— About this task —
Could the entries below be transcribed word for word, with the pictures omitted?

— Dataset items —
_ _ _

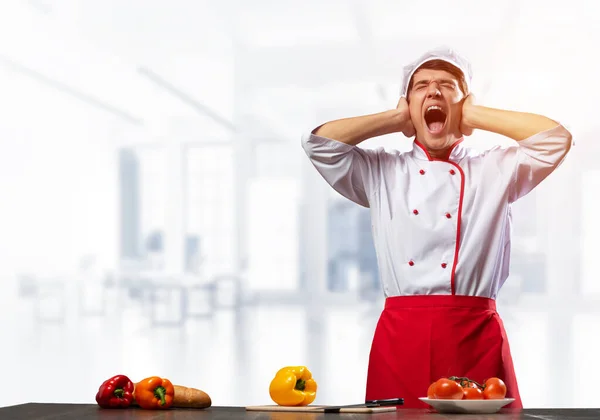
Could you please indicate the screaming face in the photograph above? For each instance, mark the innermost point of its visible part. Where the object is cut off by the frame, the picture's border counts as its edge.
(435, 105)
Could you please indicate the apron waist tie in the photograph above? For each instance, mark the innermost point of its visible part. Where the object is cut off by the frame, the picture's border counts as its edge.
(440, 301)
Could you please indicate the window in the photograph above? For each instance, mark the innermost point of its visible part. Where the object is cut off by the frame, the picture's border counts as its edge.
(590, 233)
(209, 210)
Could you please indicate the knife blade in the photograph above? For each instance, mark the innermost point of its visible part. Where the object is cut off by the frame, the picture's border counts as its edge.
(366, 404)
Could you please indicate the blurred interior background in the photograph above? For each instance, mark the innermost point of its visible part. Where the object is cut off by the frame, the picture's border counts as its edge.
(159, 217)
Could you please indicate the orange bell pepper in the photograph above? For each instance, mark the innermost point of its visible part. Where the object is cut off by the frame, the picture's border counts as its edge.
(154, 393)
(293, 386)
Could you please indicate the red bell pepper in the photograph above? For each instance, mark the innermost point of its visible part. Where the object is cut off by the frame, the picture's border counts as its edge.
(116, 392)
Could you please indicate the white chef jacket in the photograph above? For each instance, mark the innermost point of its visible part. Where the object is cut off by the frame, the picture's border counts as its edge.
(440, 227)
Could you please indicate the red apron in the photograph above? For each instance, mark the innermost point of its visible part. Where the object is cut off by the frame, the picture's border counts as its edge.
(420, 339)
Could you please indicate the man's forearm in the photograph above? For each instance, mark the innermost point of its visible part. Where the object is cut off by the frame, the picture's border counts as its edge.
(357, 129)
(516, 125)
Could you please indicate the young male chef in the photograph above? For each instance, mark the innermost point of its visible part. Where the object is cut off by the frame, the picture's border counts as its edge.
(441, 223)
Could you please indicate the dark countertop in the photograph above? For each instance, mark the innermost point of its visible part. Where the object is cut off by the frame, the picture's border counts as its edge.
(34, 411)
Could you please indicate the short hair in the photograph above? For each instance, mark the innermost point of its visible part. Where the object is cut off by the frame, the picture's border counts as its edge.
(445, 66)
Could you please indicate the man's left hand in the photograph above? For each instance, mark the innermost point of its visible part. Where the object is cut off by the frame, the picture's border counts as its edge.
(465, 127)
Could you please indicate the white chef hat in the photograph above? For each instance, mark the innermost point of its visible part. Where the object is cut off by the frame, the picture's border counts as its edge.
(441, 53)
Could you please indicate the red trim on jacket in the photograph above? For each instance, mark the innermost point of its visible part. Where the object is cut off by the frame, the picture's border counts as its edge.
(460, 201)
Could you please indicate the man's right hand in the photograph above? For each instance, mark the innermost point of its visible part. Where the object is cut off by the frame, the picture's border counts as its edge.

_ _ _

— Completed task —
Could you please indicate the screaming face in the photograph above? For each instance, mark the innermost point of its visible part. Where the object is cut off by the frame, the picture's border counts as its edge.
(435, 105)
Could you please indicate the apron waist tie in the photograph above? For each instance, mark the innermost point of its visible part. Where the object is cut off by the frame, the picture's border counts as its edge.
(440, 301)
Could you please indicate the window in the photograph above? For each instance, mark the innermost point of its visible part. Where the object is cut off by the frame, the picture's border counts as its edge.
(590, 233)
(209, 210)
Could you please indicate the knife blade in the photograph above? For each instance, mark the innermost point of its visible part. Where the object is cut off by the frame, the picture's border counts as its edge.
(366, 404)
Could you please indicate the blurred interior background in the photograph above? For each instance, mark the innermost point of its visible part. Where the object is cut off by the frame, the picture's border counts as its edge.
(159, 217)
Could you please indicate the orange bell pepper in the photograph above? For each instance, mark the innermost point of its visible part. Where the object is cut off by the frame, the picture's border counts as its edge.
(154, 393)
(293, 386)
Could you please indicate the red bell pepper in the photograph above? For each instance, mark the innermost point of its visible part. Where the object is cut off by the frame, the picture's border counts as its edge.
(116, 392)
Could you please indicate the white chef jacket in the photograph above? For each instance, mark the innermost point of its visible part. Where the object is cut off by the frame, the picture's border counts as its edge.
(440, 227)
Could you please indicate the red apron in the photograph above? For each instance, mark the innermost point of its visible part. Where the object is cut off by the frame, the picture's border counts as its edge.
(420, 339)
Could you please indicate the man's forearm in the photograph above? For each instance, mark the innermost point of its visible part. Where the object is cut off by the frame, the picture's border counts as its edge.
(357, 129)
(516, 125)
Could you please indicate the young male chef in the photograph above? For each instance, mark the innermost point of its visible part. Where the object is cut off by the frame, the picture's border counts as its edge.
(441, 223)
Could you please indicate the dark countertop in the photograph above? For each instance, mark the innermost point of its visible part. Where the object is cut off by the frame, the picture's border counts as its edge.
(34, 411)
Could you please indicate the short hair in the photograph above? For each instance, mark the innermost point of its visible part. Where the object is cut off by the frame, the picture's border counts as its edge.
(445, 66)
Could you please indicate the man's left hand in the photograph above? For each instance, mark the innermost point of its visible part. Where the object is cut off by the frame, the picture's border counts as its edge.
(465, 127)
Could you please indicate the white chef hat in the photograph above? For each instance, mark the innermost point of its visible part. Where the object is cut off by the frame, the picture's border counts as its edge.
(441, 53)
Could you please indicate the red trim on jacket in the photograph above? For each instance, mark the innermost point of its visible part. Where the object is cut off by the frame, the picture's border counts as its edge.
(460, 201)
Could you please indicate the man's right hand in the photograph above? For each instance, mark the innermost point of its visible part. Where the object is cut off by the frame, the picture's border counts as its edge.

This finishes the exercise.